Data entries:
* * *

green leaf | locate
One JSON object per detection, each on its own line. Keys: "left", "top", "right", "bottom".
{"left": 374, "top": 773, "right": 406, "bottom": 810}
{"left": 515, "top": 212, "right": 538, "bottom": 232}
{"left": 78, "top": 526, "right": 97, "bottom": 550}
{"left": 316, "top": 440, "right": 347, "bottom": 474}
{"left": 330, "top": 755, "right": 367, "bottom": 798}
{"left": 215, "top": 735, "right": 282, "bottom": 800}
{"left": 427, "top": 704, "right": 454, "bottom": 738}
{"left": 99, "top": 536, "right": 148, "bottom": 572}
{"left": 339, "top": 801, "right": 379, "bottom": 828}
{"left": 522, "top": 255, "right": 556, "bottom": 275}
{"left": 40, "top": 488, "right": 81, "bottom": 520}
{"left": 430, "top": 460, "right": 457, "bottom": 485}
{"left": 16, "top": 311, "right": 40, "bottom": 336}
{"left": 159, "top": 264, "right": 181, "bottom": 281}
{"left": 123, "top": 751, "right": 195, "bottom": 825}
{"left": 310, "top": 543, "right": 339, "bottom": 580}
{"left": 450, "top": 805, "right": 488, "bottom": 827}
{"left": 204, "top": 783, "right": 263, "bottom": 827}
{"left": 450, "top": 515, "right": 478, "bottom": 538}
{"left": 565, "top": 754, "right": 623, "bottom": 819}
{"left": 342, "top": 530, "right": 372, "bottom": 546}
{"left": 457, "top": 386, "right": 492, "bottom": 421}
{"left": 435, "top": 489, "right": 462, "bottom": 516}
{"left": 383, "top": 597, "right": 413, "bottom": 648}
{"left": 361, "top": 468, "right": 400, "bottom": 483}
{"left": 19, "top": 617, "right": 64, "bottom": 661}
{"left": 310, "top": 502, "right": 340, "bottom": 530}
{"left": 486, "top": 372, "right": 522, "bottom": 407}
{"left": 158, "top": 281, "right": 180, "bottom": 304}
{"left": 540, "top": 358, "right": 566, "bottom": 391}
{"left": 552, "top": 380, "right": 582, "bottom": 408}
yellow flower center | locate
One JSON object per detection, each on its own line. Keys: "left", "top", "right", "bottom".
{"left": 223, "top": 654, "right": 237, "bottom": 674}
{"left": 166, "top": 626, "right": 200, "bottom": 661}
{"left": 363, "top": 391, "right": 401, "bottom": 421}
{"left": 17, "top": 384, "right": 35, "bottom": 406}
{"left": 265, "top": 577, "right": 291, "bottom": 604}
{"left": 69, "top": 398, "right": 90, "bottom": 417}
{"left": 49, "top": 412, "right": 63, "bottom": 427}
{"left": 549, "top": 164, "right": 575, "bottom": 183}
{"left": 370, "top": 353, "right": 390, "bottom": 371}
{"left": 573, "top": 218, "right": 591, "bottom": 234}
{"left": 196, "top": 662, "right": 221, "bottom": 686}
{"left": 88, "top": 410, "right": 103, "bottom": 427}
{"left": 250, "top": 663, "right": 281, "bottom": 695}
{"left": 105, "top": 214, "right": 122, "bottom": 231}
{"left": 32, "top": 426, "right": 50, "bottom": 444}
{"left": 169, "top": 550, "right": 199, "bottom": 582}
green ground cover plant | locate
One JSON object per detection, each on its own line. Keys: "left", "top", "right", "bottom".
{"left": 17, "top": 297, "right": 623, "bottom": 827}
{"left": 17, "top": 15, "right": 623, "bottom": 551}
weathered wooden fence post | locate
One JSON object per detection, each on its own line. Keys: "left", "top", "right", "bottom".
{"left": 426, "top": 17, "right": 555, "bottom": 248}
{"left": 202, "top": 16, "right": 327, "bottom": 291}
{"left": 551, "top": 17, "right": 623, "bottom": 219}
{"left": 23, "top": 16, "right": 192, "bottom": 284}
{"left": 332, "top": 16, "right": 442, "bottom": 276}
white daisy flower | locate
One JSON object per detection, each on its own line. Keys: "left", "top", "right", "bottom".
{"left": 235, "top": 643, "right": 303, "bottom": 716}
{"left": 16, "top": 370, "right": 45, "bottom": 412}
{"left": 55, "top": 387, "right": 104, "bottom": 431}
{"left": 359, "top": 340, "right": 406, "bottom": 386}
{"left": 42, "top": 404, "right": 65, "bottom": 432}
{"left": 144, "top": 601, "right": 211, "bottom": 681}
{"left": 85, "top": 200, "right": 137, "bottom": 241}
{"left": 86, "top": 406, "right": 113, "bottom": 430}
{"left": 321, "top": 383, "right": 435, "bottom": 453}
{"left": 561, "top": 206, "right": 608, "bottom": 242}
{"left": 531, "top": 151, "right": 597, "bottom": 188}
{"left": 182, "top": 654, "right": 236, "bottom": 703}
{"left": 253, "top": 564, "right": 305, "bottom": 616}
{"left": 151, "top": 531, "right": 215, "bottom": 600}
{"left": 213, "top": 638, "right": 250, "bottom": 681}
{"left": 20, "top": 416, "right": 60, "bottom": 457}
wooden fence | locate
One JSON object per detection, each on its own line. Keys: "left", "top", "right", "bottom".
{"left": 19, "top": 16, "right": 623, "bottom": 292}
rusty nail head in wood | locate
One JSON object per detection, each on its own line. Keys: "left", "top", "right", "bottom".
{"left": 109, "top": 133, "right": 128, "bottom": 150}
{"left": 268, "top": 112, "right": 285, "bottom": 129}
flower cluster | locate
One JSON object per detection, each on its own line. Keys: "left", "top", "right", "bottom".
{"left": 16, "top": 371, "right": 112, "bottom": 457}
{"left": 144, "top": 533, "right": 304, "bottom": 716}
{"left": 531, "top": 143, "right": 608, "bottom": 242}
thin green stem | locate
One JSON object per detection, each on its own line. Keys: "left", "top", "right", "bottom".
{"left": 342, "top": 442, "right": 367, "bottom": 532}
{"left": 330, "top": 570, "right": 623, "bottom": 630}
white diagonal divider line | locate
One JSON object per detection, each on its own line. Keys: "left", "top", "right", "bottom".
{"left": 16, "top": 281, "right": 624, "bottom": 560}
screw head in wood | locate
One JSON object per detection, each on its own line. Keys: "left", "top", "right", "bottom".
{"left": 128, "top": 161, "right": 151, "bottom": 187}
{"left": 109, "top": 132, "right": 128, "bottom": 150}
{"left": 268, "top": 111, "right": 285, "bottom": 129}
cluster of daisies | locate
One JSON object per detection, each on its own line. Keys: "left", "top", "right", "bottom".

* * *

TASK ITEM ::
On how many lines of the data does the word "wooden" appear? Reply with the number alone.

SOLVED EXERCISE ::
2